▶ _抜粋_:
◆ ◆ ◆
こんにちは、夢頭(ユメガシラ)です。
「社労士試験は独学でも合格できるの?」
社労士試験の受験を検討しているのであれば、このような疑問をお持ちの方も多いかと思います。
社労士試験は、合格率6~7%の難関資格です。
合格率は年度によって変わりますが、昨年の令和4年は『5.3%』となっており、決して簡単な試験ではありません。
◆直近5年間の社労士試験の結果概要
そのため、多くの受験生がスクールや通信講座を利用して、社労士試験の勉強をしています。
とはいえ、スクールや通信講座を受講するとなると費用がかかるため、独学で合格を目指せるのであれば、できるだけ独学で乗り切りたいと思う方も多いでしょう。
果たして、独学で社労士試験に合格するのは難しいのでしょうか?
今回はこの点について、書いていきたいと思います。
一応、私も働きながら社労士試験に合格した実績がありますので、多少の参考にはなるかと…。
社労士試験に独学で合格するのは非常に難しい
さて、さっそく私なりの結論を申し上げますと、
「独学で社労士試験に合格するのは非常に難しい」
です。
もちろん、独学で社労士試験に合格することは絶対に不可能ではありませんし、独学を否定したいわけではありません。
しかしながら、独学で社労士試験の合格を目指すのは、やはりオススメできません。
仮に十分な勉強時間を確保できる方や、モチベーションの維持に自信がある方であっても、「独学での合格は非常に難しい」というのが私の見解です。
これから順を追って、ご説明します。
社労士試験に独学で合格するのが難しい理由
ではなぜ、社労士試験に独学で合格するのは難しいのでしょうか?
理由としては、以下の4つが挙げられます。
- 試験範囲が広すぎて、要点を絞れないから
- 法改正や判例にも対応する必要があるから
- 足切り制度が大きなネックになるから
- 過去問でしか本試験対策ができないから
①試験範囲が広すぎて、要点を絞れないから
やはり最大の理由は、これです。
社労士試験は試験範囲が広すぎて、独学では要点を絞れないからです。
社労士試験の試験範囲は、大きく分けて「労働関係科目」と「社会保険関係科目」の2つですが、実際の試験科目としては、なんと10科目もあるのです。
◆社労士試験の試験科目
科目が多いからといって「広く浅く」の勉強法が有効かといえば、それでは通用しないのが社労士試験の厳しいところです。
どの科目もそれなりにボリュームがある上に、深い理解が求められます。
特に厄介なのは、「厚生年金保険法」と「一般常識」です。
「厚生年金保険法」は全体的に非常に難解で、「一般常識」は出題範囲に限定がなく対策も立てづらいため、多くの受験生にとって鬼門となっています。
そのため、社労士試験ではテキストを丸暗記するという「力わざ」は通用せず、要点を絞って勉強することが非常に重要となってきますが、独学ではそれが非常に困難です。
要点を絞れないがゆえに、結果的にテキストを丸暗記する形になってしまい、途中で挫折する人が多くなるのです。
◆ ◆ ◆
▶ _渡された行_:
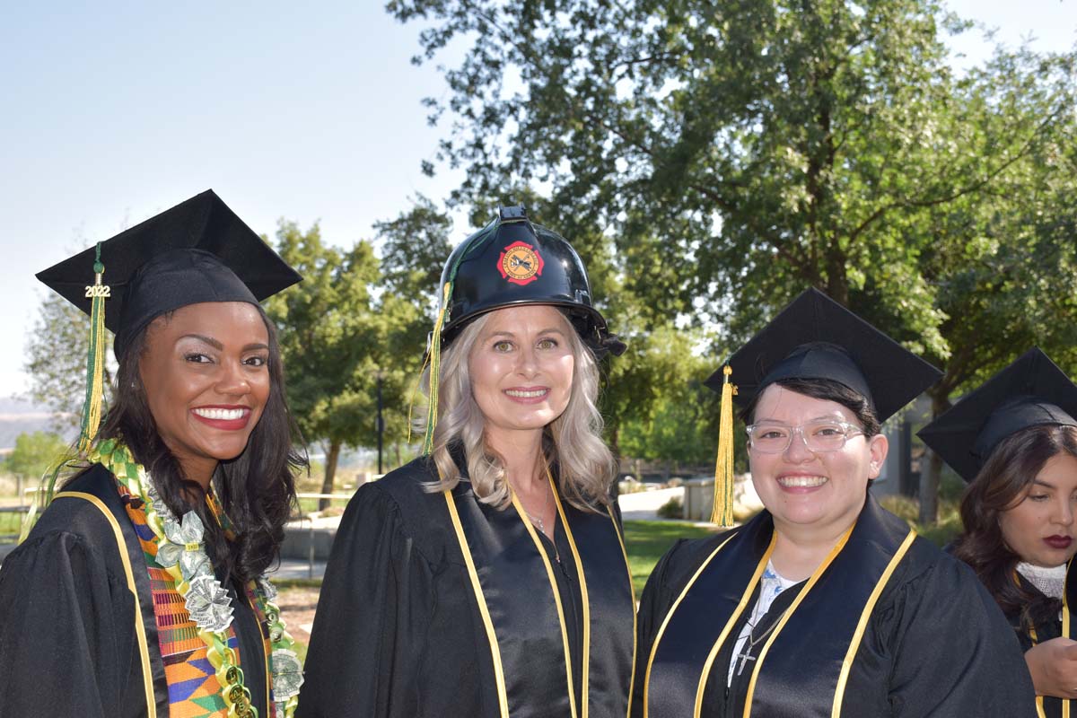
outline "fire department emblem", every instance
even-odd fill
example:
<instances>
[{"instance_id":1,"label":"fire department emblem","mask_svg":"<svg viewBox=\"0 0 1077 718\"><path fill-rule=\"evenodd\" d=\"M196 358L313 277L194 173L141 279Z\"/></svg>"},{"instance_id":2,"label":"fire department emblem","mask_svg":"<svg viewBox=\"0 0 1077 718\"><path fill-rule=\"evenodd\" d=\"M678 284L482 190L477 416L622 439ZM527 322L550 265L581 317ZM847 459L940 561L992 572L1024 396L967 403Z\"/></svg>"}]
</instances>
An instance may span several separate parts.
<instances>
[{"instance_id":1,"label":"fire department emblem","mask_svg":"<svg viewBox=\"0 0 1077 718\"><path fill-rule=\"evenodd\" d=\"M501 277L513 284L530 284L542 277L542 257L527 242L513 242L498 258Z\"/></svg>"}]
</instances>

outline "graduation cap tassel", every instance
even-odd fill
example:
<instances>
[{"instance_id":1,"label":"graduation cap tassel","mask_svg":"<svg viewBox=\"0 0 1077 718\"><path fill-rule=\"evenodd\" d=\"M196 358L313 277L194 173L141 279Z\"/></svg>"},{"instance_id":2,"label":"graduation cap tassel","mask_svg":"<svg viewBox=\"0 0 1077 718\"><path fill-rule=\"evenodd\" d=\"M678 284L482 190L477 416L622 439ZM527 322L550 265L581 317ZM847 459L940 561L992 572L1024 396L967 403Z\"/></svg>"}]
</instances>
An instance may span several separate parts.
<instances>
[{"instance_id":1,"label":"graduation cap tassel","mask_svg":"<svg viewBox=\"0 0 1077 718\"><path fill-rule=\"evenodd\" d=\"M718 457L714 465L714 506L711 523L733 524L733 394L737 386L729 382L732 369L723 370L722 404L718 409Z\"/></svg>"},{"instance_id":2,"label":"graduation cap tassel","mask_svg":"<svg viewBox=\"0 0 1077 718\"><path fill-rule=\"evenodd\" d=\"M101 424L101 399L104 395L104 299L110 287L101 284L104 265L101 264L101 243L97 243L94 259L94 285L86 287L90 297L89 353L86 357L86 400L82 407L82 432L79 434L79 453L89 451Z\"/></svg>"},{"instance_id":3,"label":"graduation cap tassel","mask_svg":"<svg viewBox=\"0 0 1077 718\"><path fill-rule=\"evenodd\" d=\"M442 372L442 327L445 326L445 313L449 310L449 296L452 294L452 282L446 282L442 287L442 306L434 322L434 330L430 334L430 381L429 400L426 402L426 435L422 439L422 453L430 455L434 451L434 427L437 426L437 391Z\"/></svg>"}]
</instances>

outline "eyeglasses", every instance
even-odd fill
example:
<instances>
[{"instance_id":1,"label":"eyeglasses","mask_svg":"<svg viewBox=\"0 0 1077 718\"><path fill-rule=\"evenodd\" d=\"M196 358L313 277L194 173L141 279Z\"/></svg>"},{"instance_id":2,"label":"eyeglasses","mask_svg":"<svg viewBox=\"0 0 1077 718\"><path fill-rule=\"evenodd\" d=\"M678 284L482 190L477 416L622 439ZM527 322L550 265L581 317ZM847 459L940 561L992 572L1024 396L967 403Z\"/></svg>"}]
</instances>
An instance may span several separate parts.
<instances>
[{"instance_id":1,"label":"eyeglasses","mask_svg":"<svg viewBox=\"0 0 1077 718\"><path fill-rule=\"evenodd\" d=\"M838 451L849 437L864 434L864 430L845 421L810 421L807 424L752 424L747 427L747 447L764 454L785 453L793 441L793 434L800 434L809 451L822 453Z\"/></svg>"}]
</instances>

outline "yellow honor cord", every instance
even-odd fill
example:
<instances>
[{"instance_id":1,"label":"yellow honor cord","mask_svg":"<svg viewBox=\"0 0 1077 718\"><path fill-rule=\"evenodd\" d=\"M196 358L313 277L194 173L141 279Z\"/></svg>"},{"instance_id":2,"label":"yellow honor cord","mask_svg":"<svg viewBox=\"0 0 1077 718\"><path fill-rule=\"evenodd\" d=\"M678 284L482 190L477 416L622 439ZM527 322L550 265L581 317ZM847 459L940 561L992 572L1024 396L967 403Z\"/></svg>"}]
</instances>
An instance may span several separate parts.
<instances>
[{"instance_id":1,"label":"yellow honor cord","mask_svg":"<svg viewBox=\"0 0 1077 718\"><path fill-rule=\"evenodd\" d=\"M711 523L733 524L733 394L737 386L729 382L732 369L723 368L722 404L718 409L718 457L714 464L714 506Z\"/></svg>"},{"instance_id":2,"label":"yellow honor cord","mask_svg":"<svg viewBox=\"0 0 1077 718\"><path fill-rule=\"evenodd\" d=\"M94 262L94 284L86 287L90 297L89 352L86 357L86 400L82 408L82 432L79 435L79 452L85 455L97 436L101 424L101 400L104 396L104 299L108 287L101 284L104 265L101 264L101 244L97 244Z\"/></svg>"},{"instance_id":3,"label":"yellow honor cord","mask_svg":"<svg viewBox=\"0 0 1077 718\"><path fill-rule=\"evenodd\" d=\"M430 379L428 381L426 402L426 435L422 439L422 453L430 455L434 451L434 427L437 426L437 392L438 379L442 372L442 327L445 326L445 314L449 311L449 295L452 293L452 282L446 282L442 287L442 306L434 322L434 330L430 335Z\"/></svg>"}]
</instances>

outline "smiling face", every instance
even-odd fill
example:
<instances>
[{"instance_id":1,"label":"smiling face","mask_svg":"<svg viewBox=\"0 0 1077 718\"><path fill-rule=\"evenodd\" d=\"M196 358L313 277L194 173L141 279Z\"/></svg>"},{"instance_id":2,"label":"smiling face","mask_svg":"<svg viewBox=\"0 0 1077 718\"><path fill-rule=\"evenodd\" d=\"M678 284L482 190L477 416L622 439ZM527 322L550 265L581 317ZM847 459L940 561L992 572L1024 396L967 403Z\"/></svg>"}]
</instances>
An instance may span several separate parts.
<instances>
[{"instance_id":1,"label":"smiling face","mask_svg":"<svg viewBox=\"0 0 1077 718\"><path fill-rule=\"evenodd\" d=\"M1077 457L1054 454L1018 504L999 512L1003 540L1026 563L1060 566L1077 552L1075 510Z\"/></svg>"},{"instance_id":2,"label":"smiling face","mask_svg":"<svg viewBox=\"0 0 1077 718\"><path fill-rule=\"evenodd\" d=\"M269 333L254 306L177 309L146 329L139 376L157 433L186 478L209 485L247 447L269 398Z\"/></svg>"},{"instance_id":3,"label":"smiling face","mask_svg":"<svg viewBox=\"0 0 1077 718\"><path fill-rule=\"evenodd\" d=\"M517 432L541 432L564 411L575 367L572 330L554 307L528 305L490 312L467 358L467 370L492 442Z\"/></svg>"},{"instance_id":4,"label":"smiling face","mask_svg":"<svg viewBox=\"0 0 1077 718\"><path fill-rule=\"evenodd\" d=\"M796 426L819 420L859 426L856 416L837 402L817 399L779 384L764 390L752 418L757 425ZM837 536L853 525L867 494L868 479L879 476L886 438L851 434L837 451L812 452L794 433L782 453L749 451L752 482L780 530L817 531Z\"/></svg>"}]
</instances>

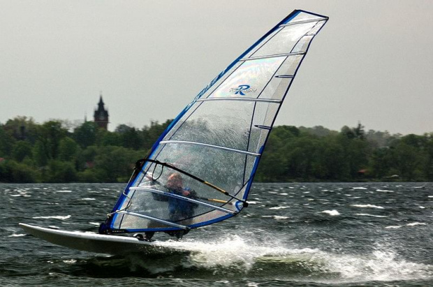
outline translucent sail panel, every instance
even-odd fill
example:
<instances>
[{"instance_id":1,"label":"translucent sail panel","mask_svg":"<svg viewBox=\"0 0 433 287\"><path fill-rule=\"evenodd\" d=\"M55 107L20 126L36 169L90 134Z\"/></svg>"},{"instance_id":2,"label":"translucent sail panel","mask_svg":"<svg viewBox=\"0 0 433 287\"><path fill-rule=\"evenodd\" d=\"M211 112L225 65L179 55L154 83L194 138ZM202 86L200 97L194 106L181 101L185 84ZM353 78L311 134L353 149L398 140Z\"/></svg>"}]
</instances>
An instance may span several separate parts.
<instances>
[{"instance_id":1,"label":"translucent sail panel","mask_svg":"<svg viewBox=\"0 0 433 287\"><path fill-rule=\"evenodd\" d=\"M327 20L293 11L211 81L155 143L110 228L185 229L240 212L281 104ZM168 188L175 173L193 196ZM173 203L189 213L175 217Z\"/></svg>"},{"instance_id":2,"label":"translucent sail panel","mask_svg":"<svg viewBox=\"0 0 433 287\"><path fill-rule=\"evenodd\" d=\"M206 144L259 156L280 103L208 101L196 105L194 112L179 121L161 142Z\"/></svg>"},{"instance_id":3,"label":"translucent sail panel","mask_svg":"<svg viewBox=\"0 0 433 287\"><path fill-rule=\"evenodd\" d=\"M305 45L309 43L309 41L306 42ZM302 46L300 49L304 47ZM303 54L293 54L244 61L230 71L230 75L205 96L207 98L258 98L281 100L303 57Z\"/></svg>"},{"instance_id":4,"label":"translucent sail panel","mask_svg":"<svg viewBox=\"0 0 433 287\"><path fill-rule=\"evenodd\" d=\"M159 147L154 156L158 161L169 163L186 172L194 175L218 186L231 195L237 194L250 177L251 170L247 169L246 162L253 155L235 152L219 147L194 142L164 143ZM189 183L198 189L204 197L228 200L230 198L214 189L203 189L195 182ZM137 183L134 183L134 186Z\"/></svg>"},{"instance_id":5,"label":"translucent sail panel","mask_svg":"<svg viewBox=\"0 0 433 287\"><path fill-rule=\"evenodd\" d=\"M284 59L281 57L243 63L209 98L257 98Z\"/></svg>"},{"instance_id":6,"label":"translucent sail panel","mask_svg":"<svg viewBox=\"0 0 433 287\"><path fill-rule=\"evenodd\" d=\"M283 23L257 45L245 58L306 52L307 49L302 50L295 47L305 36L316 35L327 20L324 17L299 12L294 18Z\"/></svg>"},{"instance_id":7,"label":"translucent sail panel","mask_svg":"<svg viewBox=\"0 0 433 287\"><path fill-rule=\"evenodd\" d=\"M182 229L203 225L203 219L222 220L239 212L236 196L242 199L244 188L228 196L170 167L147 163L147 171L129 188L113 219L115 228Z\"/></svg>"},{"instance_id":8,"label":"translucent sail panel","mask_svg":"<svg viewBox=\"0 0 433 287\"><path fill-rule=\"evenodd\" d=\"M311 21L311 20L328 20L328 17L321 16L316 14L310 13L306 11L298 11L296 15L288 21L286 23L299 23L305 21Z\"/></svg>"}]
</instances>

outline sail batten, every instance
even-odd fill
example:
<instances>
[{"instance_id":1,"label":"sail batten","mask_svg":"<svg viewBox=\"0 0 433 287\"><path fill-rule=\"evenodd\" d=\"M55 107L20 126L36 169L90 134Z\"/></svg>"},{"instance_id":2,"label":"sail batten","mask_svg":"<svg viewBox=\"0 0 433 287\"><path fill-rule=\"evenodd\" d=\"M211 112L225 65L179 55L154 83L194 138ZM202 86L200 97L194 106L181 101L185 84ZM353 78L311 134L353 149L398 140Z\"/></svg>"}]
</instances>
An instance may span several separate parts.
◆ ◆ ◆
▶ _やること_: 抜粋では、令和4年の社労士試験の合格率は何%だとされていますか。 これらの行は、抜粋とは別の資料です。

▶ _結果_: 5.3%です。